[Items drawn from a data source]

'''

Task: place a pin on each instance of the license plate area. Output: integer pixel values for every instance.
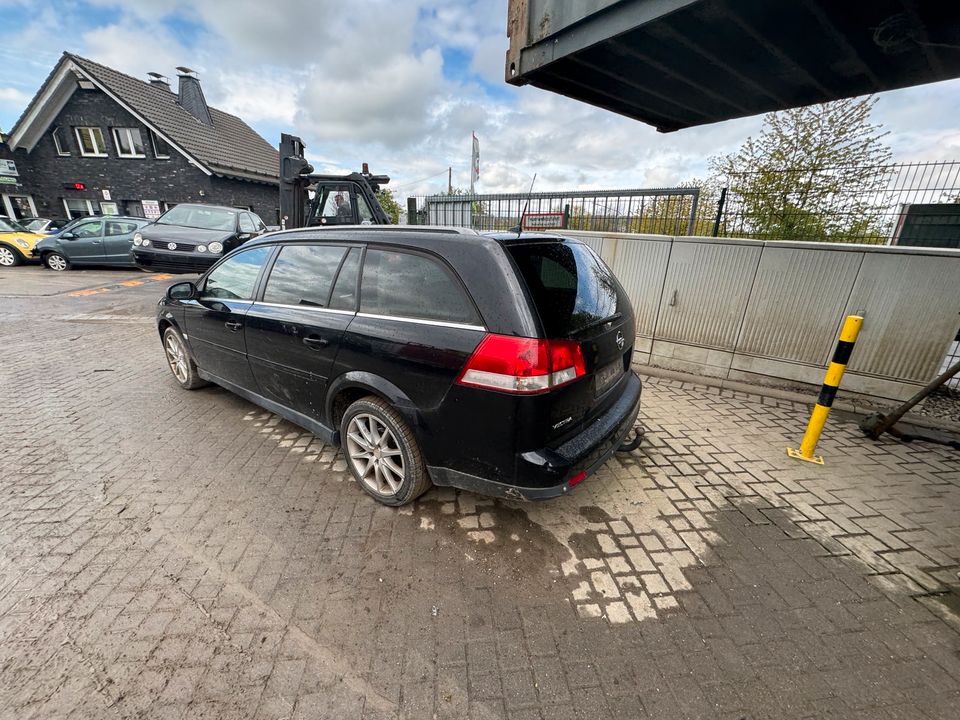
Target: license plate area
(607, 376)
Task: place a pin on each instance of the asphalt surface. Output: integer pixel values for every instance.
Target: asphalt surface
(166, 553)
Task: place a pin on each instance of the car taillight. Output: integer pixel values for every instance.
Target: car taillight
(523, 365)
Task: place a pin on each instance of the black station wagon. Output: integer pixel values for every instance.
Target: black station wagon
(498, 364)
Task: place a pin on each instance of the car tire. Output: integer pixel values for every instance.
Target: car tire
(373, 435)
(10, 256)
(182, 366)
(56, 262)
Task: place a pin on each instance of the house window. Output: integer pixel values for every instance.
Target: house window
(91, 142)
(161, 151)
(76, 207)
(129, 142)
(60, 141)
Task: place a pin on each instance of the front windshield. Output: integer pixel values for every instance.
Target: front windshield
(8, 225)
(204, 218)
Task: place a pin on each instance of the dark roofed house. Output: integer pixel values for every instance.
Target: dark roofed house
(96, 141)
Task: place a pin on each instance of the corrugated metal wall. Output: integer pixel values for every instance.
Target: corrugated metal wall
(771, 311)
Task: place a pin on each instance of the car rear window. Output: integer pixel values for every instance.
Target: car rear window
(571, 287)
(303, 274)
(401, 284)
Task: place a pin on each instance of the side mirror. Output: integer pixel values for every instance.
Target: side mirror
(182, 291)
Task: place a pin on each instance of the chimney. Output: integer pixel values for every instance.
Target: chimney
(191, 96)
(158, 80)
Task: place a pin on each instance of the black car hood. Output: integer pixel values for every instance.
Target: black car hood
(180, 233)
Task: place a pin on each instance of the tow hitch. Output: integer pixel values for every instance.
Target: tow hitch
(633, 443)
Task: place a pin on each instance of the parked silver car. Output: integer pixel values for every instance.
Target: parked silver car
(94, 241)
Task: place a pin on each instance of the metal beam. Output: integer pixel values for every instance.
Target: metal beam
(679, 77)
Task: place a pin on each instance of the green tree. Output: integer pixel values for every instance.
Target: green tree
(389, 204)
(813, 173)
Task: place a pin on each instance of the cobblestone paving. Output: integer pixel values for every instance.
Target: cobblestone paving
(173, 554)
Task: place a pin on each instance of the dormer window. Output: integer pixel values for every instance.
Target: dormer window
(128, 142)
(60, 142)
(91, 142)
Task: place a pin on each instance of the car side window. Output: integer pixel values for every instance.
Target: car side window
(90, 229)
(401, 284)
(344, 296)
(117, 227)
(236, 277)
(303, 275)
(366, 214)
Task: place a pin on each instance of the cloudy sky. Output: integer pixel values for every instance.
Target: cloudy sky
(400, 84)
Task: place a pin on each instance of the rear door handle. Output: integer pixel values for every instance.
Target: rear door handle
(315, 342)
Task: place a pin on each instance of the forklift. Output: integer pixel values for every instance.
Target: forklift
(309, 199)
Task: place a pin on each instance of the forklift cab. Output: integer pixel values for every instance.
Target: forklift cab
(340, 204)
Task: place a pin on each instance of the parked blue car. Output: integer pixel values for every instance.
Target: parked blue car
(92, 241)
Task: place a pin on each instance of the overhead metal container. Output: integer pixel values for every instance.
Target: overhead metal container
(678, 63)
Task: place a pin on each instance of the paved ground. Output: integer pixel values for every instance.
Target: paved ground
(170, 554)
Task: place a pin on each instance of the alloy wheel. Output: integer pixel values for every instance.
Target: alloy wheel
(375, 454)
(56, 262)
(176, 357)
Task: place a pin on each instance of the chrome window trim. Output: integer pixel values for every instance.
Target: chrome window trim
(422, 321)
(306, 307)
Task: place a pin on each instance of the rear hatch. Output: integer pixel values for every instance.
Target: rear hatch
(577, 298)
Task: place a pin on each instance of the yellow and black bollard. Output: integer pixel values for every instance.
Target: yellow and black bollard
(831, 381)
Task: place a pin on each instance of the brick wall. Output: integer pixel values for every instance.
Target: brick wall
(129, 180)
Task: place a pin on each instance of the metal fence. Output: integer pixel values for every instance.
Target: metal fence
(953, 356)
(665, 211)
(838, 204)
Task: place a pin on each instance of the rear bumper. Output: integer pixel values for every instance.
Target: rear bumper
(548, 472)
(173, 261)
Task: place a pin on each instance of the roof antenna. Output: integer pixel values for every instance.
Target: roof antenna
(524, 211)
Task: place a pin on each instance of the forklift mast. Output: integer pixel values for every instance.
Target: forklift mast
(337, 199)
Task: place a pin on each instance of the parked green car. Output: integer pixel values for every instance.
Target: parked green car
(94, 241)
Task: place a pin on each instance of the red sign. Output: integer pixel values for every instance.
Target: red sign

'''

What this task involves - Convert all of the data above into a numbered list with one entry per line, skipping blank lines and leaving the pictures out.

Answer below -
1. Task: place a pin on each instance of the license plate area. Output: integer pixel values for every instance.
2. Target: license plate area
3. (607, 376)
4. Task: place a pin on each instance of the asphalt surface. Output: integer pixel values for every instance.
5. Target: asphalt surface
6. (166, 553)
7. Task: place a pin on each instance of the car taillight. Output: integer pixel values for every instance.
8. Target: car taillight
9. (523, 365)
10. Task: place a pin on each instance of the black station wagon. Output: integer pixel values for every instance.
11. Target: black station wagon
12. (498, 364)
13. Task: place a pin on each instance of the car tire. Output: integer pixel values for every instance.
14. Target: car tire
15. (373, 435)
16. (10, 256)
17. (182, 366)
18. (56, 262)
19. Task: place a pin on each instance of the house window. Output: integer pixel values for every instance.
20. Target: house window
21. (91, 142)
22. (161, 151)
23. (76, 207)
24. (129, 142)
25. (60, 141)
26. Task: place a pin on each instance of the front windshield. Output: integer pixel values for every instance.
27. Target: front windshield
28. (8, 225)
29. (204, 218)
30. Task: place a pin on each instance of the dark roofed house. Output: integer pixel values for every instance.
31. Target: dark roofed house
32. (96, 141)
33. Task: place a pin on each instance of the corrugated metal wall. Output: integer pixel values for every instance.
34. Target: corrugated metal wall
35. (771, 311)
36. Task: place a pin on each instance of the car rear window. Output: integer pixel values for every instance.
37. Target: car rear window
38. (571, 287)
39. (303, 274)
40. (401, 284)
41. Task: place a pin on each instance of the side mirror. Output: integer pixel values for every instance.
42. Target: side mirror
43. (182, 291)
44. Task: place a pin on each instance of the chimney. Output: integer pixel values for every instance.
45. Target: chimney
46. (191, 96)
47. (158, 80)
48. Task: place a pin on each instance of the black car hood. Output: integer pixel values for every instance.
49. Target: black car hood
50. (180, 233)
51. Task: place a pin on each instance of the tow hitch. Output: integer pixel values for every instance.
52. Target: tow hitch
53. (633, 443)
54. Task: place a pin on each instance of the parked silver car. Output: integer pixel values for every instance.
55. Target: parked silver car
56. (94, 241)
57. Task: place a pin on each instance of the metal beam. Output: integer pixel values for every instance.
58. Target: metal beam
59. (679, 77)
60. Task: place a pin on each instance of the green tree. Output: integer pixel values for every instance.
61. Target: green tree
62. (389, 204)
63. (813, 173)
64. Task: place a pin on each instance of the cobblestone paving. Output: integer pixel values for every instance.
65. Target: cobblestone paving
66. (173, 554)
67. Task: place a pin on each instance of the dormer window. Output: integer pixel values for every instance.
68. Target: dormer window
69. (128, 142)
70. (60, 142)
71. (91, 142)
72. Task: place a pin on each instance of the car side window. Output: integer pixel values for every instance.
73. Target: car side window
74. (90, 229)
75. (401, 284)
76. (344, 296)
77. (117, 227)
78. (236, 277)
79. (303, 275)
80. (366, 214)
81. Task: place a pin on each instance of the cloudy sky. Output: integer pixel values for every instance.
82. Target: cloudy sky
83. (400, 84)
84. Task: place a pin on each instance of the rear door handle. Output: integer pixel values for every instance.
85. Target: rear door handle
86. (315, 342)
87. Task: place a pin on each instance of the forklift. Output: integer pixel values for every instance.
88. Target: forklift
89. (309, 199)
90. Task: place a pin on each instance of the forklift cab. Output: integer pixel values for every instance.
91. Target: forklift cab
92. (340, 204)
93. Task: place a pin on each instance of the parked blue car. Output: integer pixel values for every instance.
94. Target: parked blue car
95. (92, 241)
96. Task: place a pin on each instance of the overhead metal container. Output: integer pixel values for every instance.
97. Target: overhead metal container
98. (678, 63)
99. Task: place a pin on each instance of the paved ground. Output: integer pixel values for every instance.
100. Target: paved ground
101. (170, 554)
102. Task: place a pin on each instance of the alloy wheel. Output: integer pixel values for every instance.
103. Target: alloy wheel
104. (375, 454)
105. (56, 262)
106. (176, 357)
107. Task: place a pin on each instance of the chrome window trim. Output: integer pixel values for every instance.
108. Target: chrome window trim
109. (422, 321)
110. (306, 307)
111. Task: place a pin on each instance of the rear hatch. Output: integer pixel values for every instance.
112. Target: rear hatch
113. (577, 298)
114. Task: place a pin on each instance of the yellow and black bollard. Output: integer pixel values for every instance.
115. Target: yellow and black bollard
116. (831, 381)
117. Task: place a pin on each instance of the brick wall. Output: integer pixel values for every instance.
118. Target: brick wall
119. (129, 180)
120. Task: place a pin on each instance of the metal fence. Output: integer pixel values for every instance.
121. Target: metal fence
122. (953, 356)
123. (665, 211)
124. (838, 204)
125. Task: place a pin on each instance of the rear bumper. Output: integer pixel values for every instance.
126. Target: rear bumper
127. (548, 472)
128. (173, 261)
129. Task: place a pin on each instance of the roof antenna. Output: integer pixel values for every instance.
130. Target: roof antenna
131. (524, 211)
132. Task: place a pin on each instance of the forklift mast. Output: integer pixel values for every instance.
133. Target: forklift mast
134. (337, 199)
135. Task: place a pin on each instance of the parked green car. Output: integer pixel values for every instance.
136. Target: parked green car
137. (94, 241)
138. Task: place a pin on each instance of the red sign. Output: integer pixel values for every instance.
139. Target: red sign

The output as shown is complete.